Go through the listing below and gather every line with the word "like".

______

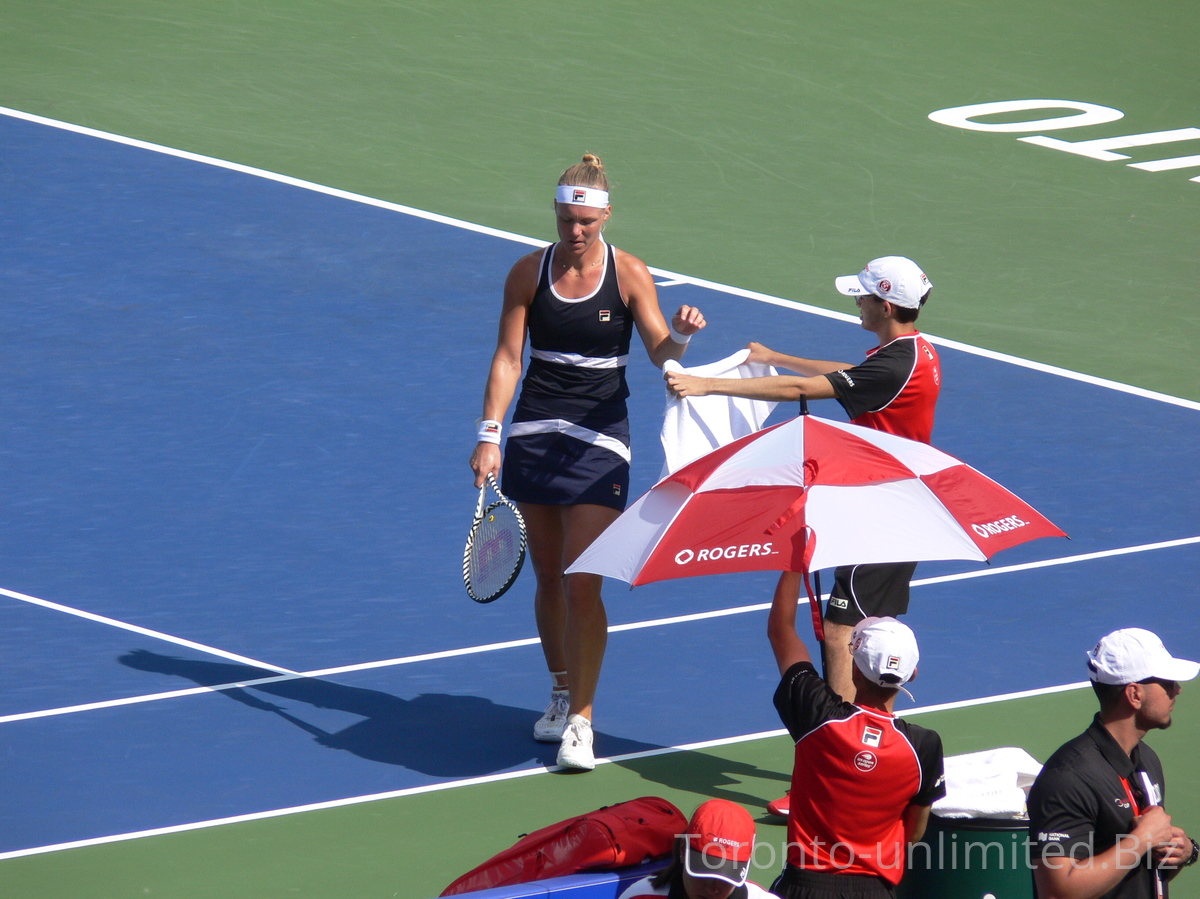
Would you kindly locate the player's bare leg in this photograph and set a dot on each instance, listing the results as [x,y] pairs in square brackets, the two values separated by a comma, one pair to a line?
[544,525]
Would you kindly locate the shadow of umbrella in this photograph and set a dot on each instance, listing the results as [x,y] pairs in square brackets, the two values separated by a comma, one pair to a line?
[439,735]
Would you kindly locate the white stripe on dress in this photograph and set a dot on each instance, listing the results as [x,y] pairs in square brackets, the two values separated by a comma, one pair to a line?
[581,361]
[522,429]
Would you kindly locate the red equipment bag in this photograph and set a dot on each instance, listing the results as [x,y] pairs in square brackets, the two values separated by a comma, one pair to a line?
[611,837]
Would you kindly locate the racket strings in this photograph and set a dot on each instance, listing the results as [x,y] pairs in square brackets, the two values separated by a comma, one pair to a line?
[495,552]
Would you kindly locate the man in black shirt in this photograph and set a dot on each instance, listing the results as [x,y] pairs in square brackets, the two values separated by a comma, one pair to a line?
[1097,823]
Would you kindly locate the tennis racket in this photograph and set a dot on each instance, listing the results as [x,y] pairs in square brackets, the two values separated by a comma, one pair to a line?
[495,546]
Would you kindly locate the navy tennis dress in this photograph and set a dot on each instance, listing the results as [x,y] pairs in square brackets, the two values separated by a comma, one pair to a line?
[569,438]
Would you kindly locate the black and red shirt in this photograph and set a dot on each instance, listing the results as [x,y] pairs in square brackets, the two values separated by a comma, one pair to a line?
[856,772]
[895,389]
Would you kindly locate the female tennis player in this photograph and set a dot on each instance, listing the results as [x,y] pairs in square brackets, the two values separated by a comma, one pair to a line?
[567,457]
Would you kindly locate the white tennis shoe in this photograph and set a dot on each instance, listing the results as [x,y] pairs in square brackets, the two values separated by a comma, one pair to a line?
[576,748]
[550,726]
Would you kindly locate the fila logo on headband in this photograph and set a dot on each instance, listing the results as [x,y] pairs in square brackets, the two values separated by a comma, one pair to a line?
[576,196]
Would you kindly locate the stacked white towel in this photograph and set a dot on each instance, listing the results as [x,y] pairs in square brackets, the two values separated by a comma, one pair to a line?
[696,425]
[990,784]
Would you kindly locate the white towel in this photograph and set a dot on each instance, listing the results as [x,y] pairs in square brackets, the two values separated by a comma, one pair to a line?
[696,425]
[990,784]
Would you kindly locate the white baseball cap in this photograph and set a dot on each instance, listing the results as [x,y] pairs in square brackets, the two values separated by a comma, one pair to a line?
[885,651]
[1132,654]
[895,279]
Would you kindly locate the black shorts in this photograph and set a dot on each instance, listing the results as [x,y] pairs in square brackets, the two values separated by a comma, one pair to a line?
[557,469]
[864,591]
[801,883]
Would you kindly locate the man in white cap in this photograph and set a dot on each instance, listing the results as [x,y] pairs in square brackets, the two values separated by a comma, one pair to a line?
[1097,823]
[895,390]
[863,780]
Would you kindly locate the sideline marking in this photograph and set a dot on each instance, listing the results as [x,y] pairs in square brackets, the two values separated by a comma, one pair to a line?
[672,277]
[484,779]
[144,631]
[533,641]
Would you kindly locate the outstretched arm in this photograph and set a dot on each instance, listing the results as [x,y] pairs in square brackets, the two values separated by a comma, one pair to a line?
[641,297]
[781,623]
[505,371]
[779,388]
[807,367]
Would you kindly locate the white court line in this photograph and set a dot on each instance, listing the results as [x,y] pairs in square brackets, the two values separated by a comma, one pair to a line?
[486,779]
[144,631]
[671,277]
[533,641]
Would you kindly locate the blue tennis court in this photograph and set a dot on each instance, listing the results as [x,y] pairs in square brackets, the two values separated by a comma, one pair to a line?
[238,418]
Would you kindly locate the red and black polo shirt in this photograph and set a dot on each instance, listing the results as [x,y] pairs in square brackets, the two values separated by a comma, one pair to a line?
[895,389]
[856,772]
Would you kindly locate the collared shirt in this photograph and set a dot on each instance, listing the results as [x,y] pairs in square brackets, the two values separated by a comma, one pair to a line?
[1086,797]
[856,771]
[895,389]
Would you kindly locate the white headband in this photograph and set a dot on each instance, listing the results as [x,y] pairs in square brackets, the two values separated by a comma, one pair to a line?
[581,196]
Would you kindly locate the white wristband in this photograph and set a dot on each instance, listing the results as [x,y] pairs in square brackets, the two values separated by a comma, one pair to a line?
[678,337]
[489,431]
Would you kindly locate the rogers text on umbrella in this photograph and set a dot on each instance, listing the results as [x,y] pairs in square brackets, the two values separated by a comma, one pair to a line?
[999,527]
[725,552]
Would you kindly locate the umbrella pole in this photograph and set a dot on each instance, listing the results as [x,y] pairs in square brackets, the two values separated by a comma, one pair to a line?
[817,627]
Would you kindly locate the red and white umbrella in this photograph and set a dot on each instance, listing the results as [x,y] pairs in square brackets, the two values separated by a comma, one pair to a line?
[807,495]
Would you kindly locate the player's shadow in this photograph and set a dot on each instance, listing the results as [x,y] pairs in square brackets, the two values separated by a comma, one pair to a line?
[708,773]
[439,735]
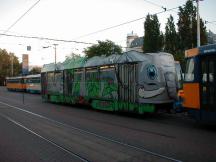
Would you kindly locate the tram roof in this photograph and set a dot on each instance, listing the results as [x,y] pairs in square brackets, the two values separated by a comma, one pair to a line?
[126,57]
[202,50]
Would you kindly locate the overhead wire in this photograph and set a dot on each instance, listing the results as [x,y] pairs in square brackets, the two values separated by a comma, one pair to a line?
[12,25]
[127,22]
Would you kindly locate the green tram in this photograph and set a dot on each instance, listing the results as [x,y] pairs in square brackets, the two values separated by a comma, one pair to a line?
[131,82]
[199,86]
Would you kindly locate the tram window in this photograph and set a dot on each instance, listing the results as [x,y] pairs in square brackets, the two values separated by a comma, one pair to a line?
[189,74]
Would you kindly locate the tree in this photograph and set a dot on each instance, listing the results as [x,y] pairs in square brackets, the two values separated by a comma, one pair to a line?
[35,70]
[153,38]
[187,27]
[7,60]
[103,48]
[170,40]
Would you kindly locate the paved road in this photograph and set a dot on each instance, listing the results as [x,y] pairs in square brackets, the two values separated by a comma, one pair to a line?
[39,131]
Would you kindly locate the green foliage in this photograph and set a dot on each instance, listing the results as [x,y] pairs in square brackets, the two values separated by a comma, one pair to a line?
[6,60]
[103,48]
[35,70]
[187,27]
[153,38]
[170,42]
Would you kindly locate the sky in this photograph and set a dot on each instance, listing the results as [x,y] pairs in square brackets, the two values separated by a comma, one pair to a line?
[74,19]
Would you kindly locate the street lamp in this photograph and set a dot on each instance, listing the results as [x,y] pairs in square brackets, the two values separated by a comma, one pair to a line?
[55,51]
[55,54]
[198,23]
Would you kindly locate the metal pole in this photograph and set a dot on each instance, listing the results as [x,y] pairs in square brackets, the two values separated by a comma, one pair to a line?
[198,25]
[11,65]
[55,54]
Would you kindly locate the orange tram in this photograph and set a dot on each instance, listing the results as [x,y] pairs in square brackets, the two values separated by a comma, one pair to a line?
[199,87]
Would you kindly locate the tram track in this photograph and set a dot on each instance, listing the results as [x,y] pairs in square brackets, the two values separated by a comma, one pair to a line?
[116,125]
[83,131]
[45,139]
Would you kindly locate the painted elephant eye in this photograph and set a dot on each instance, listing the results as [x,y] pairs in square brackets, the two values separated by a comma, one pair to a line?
[151,72]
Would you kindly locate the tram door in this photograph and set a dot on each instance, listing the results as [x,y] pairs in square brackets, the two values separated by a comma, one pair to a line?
[127,82]
[208,83]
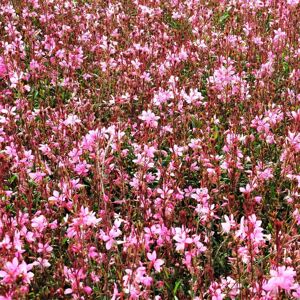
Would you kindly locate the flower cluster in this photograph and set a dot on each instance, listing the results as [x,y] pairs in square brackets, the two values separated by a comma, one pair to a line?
[149,149]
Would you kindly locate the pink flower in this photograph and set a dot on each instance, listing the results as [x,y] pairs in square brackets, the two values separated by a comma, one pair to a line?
[12,270]
[157,263]
[282,278]
[3,69]
[226,226]
[149,118]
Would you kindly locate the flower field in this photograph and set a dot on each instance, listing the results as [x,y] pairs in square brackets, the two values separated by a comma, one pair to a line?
[150,149]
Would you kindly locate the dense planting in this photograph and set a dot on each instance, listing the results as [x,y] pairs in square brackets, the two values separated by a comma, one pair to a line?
[149,149]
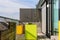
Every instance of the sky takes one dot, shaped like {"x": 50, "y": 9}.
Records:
{"x": 11, "y": 8}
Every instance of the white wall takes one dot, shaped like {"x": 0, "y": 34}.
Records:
{"x": 44, "y": 18}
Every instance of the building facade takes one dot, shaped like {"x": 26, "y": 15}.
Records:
{"x": 50, "y": 12}
{"x": 29, "y": 15}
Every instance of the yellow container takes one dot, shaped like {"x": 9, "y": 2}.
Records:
{"x": 19, "y": 29}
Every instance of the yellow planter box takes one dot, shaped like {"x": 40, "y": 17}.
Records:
{"x": 31, "y": 32}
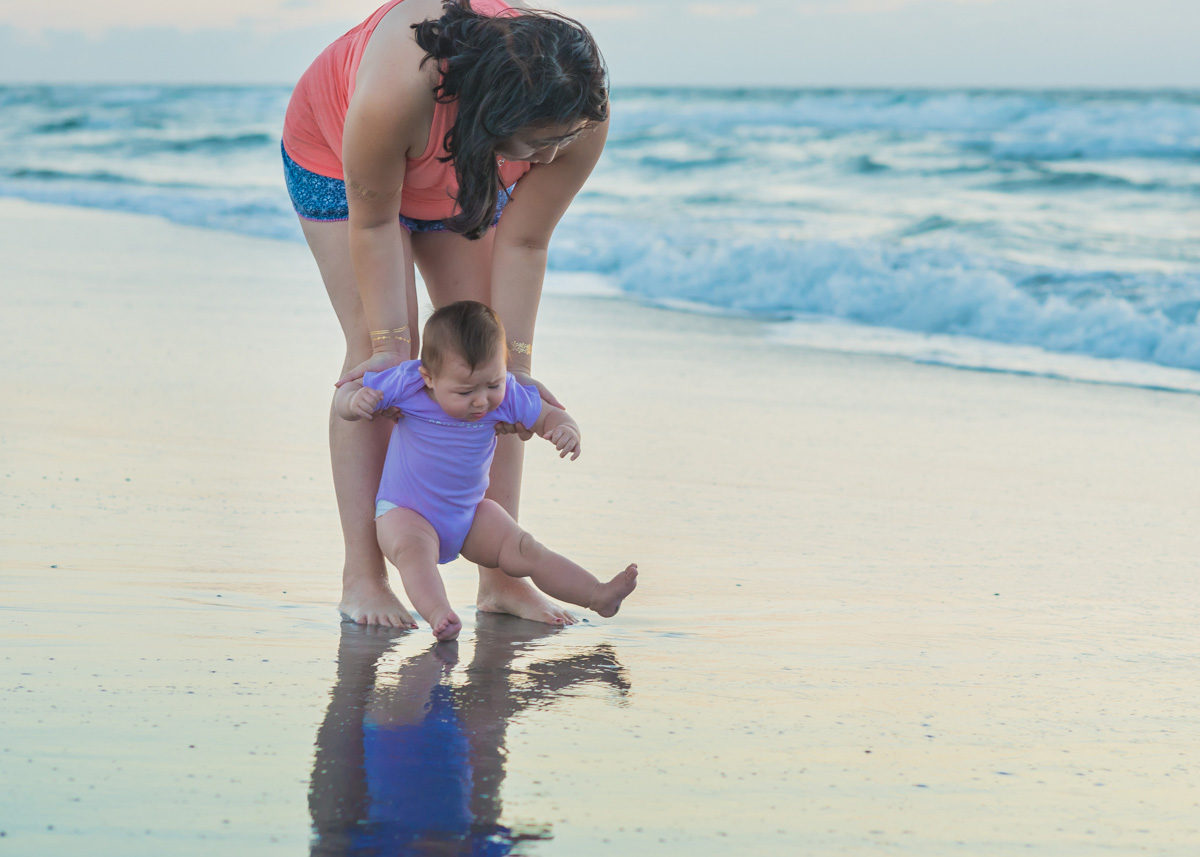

______

→ **EXPECTED ANSWER**
Every instance of the sky takes one dot, shaped like {"x": 50, "y": 9}.
Every instance of the white wall takes one dot, shaped like {"x": 0, "y": 34}.
Every instance of the building facade takes one dot, shaped like {"x": 26, "y": 15}.
Every instance of the yellow container takes one dot, shaped like {"x": 9, "y": 2}.
Every instance of the yellow planter box takes one dot, shaped like {"x": 40, "y": 17}.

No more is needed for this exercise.